- Given problem:
Output, please, every line from the line that holds "In this exercise you will mark the crumpled" to the end, exactly as written.

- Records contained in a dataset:
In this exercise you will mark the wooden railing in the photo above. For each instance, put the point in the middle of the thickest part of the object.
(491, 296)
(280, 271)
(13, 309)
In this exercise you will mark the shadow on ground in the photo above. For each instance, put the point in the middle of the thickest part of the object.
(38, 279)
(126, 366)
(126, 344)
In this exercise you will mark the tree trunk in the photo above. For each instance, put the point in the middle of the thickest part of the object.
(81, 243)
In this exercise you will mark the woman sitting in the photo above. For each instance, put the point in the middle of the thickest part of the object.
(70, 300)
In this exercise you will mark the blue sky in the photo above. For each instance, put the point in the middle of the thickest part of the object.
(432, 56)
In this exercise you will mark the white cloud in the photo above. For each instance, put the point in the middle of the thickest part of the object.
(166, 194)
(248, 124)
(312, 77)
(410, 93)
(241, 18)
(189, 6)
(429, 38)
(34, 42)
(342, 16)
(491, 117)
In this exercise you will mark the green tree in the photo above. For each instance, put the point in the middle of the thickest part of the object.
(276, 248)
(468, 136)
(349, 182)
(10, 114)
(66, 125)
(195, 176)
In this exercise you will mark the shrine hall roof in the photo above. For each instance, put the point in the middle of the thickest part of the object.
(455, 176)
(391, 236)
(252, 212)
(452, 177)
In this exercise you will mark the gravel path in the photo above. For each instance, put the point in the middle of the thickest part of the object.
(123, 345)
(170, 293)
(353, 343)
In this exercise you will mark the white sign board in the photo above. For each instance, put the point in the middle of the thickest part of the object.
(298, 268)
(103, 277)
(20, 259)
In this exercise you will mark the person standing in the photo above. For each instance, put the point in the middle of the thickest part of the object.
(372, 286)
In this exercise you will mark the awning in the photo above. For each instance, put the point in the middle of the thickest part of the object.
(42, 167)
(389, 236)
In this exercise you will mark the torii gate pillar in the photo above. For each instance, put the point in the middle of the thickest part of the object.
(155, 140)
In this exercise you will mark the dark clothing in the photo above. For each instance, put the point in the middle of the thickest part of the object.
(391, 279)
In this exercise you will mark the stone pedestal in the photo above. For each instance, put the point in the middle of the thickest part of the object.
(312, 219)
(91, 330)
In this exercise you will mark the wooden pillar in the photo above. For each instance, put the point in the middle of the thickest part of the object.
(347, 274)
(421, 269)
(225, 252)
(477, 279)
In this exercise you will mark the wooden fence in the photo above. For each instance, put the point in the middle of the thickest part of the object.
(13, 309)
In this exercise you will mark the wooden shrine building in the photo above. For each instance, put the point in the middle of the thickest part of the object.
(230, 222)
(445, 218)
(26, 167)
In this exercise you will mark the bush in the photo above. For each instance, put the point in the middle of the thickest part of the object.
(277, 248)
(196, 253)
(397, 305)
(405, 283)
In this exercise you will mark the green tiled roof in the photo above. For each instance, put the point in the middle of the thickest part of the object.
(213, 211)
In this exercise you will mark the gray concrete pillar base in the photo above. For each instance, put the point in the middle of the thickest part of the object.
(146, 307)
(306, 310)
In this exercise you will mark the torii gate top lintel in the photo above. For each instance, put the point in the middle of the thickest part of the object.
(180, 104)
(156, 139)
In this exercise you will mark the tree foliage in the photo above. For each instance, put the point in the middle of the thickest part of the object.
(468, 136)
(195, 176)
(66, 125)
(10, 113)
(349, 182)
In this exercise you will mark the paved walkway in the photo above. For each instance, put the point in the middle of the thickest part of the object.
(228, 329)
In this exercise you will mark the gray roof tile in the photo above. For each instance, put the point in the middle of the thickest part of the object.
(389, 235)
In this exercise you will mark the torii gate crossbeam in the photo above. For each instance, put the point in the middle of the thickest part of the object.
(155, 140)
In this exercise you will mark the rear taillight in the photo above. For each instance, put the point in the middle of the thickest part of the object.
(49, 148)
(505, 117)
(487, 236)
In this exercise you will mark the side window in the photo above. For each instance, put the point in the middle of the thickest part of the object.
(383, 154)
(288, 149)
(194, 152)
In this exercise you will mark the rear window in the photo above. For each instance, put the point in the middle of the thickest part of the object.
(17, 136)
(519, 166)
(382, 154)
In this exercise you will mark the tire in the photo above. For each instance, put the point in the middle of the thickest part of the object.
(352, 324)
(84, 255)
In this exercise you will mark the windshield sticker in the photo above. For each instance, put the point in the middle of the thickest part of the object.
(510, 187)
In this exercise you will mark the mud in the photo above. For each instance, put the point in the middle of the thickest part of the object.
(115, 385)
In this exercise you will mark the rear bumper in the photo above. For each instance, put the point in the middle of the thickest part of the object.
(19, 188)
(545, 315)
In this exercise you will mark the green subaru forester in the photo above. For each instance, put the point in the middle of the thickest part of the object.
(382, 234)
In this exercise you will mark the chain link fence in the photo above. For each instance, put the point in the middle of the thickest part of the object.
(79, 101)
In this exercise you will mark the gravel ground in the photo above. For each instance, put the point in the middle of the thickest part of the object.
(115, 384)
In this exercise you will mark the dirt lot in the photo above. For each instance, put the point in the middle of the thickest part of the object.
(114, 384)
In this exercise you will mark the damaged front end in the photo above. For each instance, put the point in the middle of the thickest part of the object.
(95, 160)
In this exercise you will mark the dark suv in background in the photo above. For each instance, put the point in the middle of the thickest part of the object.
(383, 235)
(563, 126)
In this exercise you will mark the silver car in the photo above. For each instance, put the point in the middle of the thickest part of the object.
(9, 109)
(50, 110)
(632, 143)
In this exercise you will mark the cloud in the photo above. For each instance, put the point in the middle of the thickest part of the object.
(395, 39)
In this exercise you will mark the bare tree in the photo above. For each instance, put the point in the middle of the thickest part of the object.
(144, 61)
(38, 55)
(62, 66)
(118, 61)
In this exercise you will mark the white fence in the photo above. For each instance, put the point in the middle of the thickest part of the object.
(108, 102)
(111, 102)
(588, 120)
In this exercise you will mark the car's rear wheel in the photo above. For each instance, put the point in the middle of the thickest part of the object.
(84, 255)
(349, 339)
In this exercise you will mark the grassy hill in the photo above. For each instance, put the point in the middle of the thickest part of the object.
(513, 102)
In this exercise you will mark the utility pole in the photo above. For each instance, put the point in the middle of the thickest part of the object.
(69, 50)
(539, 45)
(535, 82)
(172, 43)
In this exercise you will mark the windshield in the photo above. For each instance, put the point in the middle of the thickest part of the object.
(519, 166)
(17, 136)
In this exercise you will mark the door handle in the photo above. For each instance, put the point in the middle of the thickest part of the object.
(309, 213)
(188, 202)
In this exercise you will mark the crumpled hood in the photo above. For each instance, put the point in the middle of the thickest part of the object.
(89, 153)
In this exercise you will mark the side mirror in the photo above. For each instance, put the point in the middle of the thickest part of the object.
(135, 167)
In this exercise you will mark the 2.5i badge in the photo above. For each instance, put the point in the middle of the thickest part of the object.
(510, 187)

- Problem solution:
In this exercise you will mark the crumpled hood in the photo above. For each instance, put the point in the middle of the thickest part of the object.
(89, 153)
In this exercise you will mark the side mirror in the photo above. For each instance, put the point in the middle of the thickest part of the object.
(135, 167)
In this exercise you will mark the 2.5i badge in the photo above. For each instance, put the point in the middle of the thickest part of the object.
(510, 187)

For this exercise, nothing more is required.